§ **Exercise directions**:
Answer these questions using the article on health insurance marketplaces:
(a) What catchphrase have officials working on the marketplaces adopted?
(b) What kind of product does the article say health insurance is?
(c) What position does Mila Kofman hold?

§ **Selected extract**:
In recent months, all eyes have been focused on today, the day health insurance marketplaces open for business. While the date is a milestone in the implementation of the health law, other dates are likely more critical for consumers planning to shop for health insurance on their state marketplace.
Start Window Shopping Early
Experts say they expect few consumers to enroll in a plan right away in October—and that may be wise. They advise that it’s a good idea to start looking at the options early and to give yourself plenty of time for the application process. “Expect glitches” has become the catchphrase for officials who are working on implementation of the marketplaces, as well as politicians of every stripe, including President Barack Obama.
That’s not all. Health insurance is a complicated product. Understanding how the plans work and picking one that suits someone’s needs will take time, perhaps several visits to the marketplace website or conversations with those trained to help with enrollment.
“I think it’s going to be a pretty thoughtful process for most people to make a decision,” says Mila Kofman, executive director of the DC Health Benefit Exchange Authority.

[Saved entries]
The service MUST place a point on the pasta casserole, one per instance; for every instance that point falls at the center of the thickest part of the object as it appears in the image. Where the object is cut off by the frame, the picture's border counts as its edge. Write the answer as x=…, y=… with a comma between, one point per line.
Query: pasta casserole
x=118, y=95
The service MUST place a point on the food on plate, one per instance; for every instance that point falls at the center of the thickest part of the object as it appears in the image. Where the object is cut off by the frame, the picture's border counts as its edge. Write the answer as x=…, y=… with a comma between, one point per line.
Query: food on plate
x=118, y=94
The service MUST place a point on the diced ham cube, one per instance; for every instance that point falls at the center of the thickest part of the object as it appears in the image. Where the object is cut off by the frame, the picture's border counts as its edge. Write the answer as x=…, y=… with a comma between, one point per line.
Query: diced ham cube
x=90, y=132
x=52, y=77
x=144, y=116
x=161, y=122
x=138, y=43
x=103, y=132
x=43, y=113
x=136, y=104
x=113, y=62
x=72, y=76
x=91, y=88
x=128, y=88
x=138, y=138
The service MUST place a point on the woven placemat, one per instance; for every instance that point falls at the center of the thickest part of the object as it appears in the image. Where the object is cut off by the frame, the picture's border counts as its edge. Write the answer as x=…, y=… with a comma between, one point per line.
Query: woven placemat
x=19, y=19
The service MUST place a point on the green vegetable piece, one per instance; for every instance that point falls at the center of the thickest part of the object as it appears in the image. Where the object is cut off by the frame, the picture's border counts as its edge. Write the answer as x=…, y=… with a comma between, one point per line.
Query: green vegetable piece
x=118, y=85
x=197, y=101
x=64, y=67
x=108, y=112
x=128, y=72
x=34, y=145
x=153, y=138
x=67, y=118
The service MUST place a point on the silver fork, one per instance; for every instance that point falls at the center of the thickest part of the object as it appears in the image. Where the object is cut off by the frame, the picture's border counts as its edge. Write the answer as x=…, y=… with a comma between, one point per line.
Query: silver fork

§ **Your solution**:
(a) "Expect glitches"
(b) A complicated product
(c) Executive director of the DC Health Benefit Exchange Authority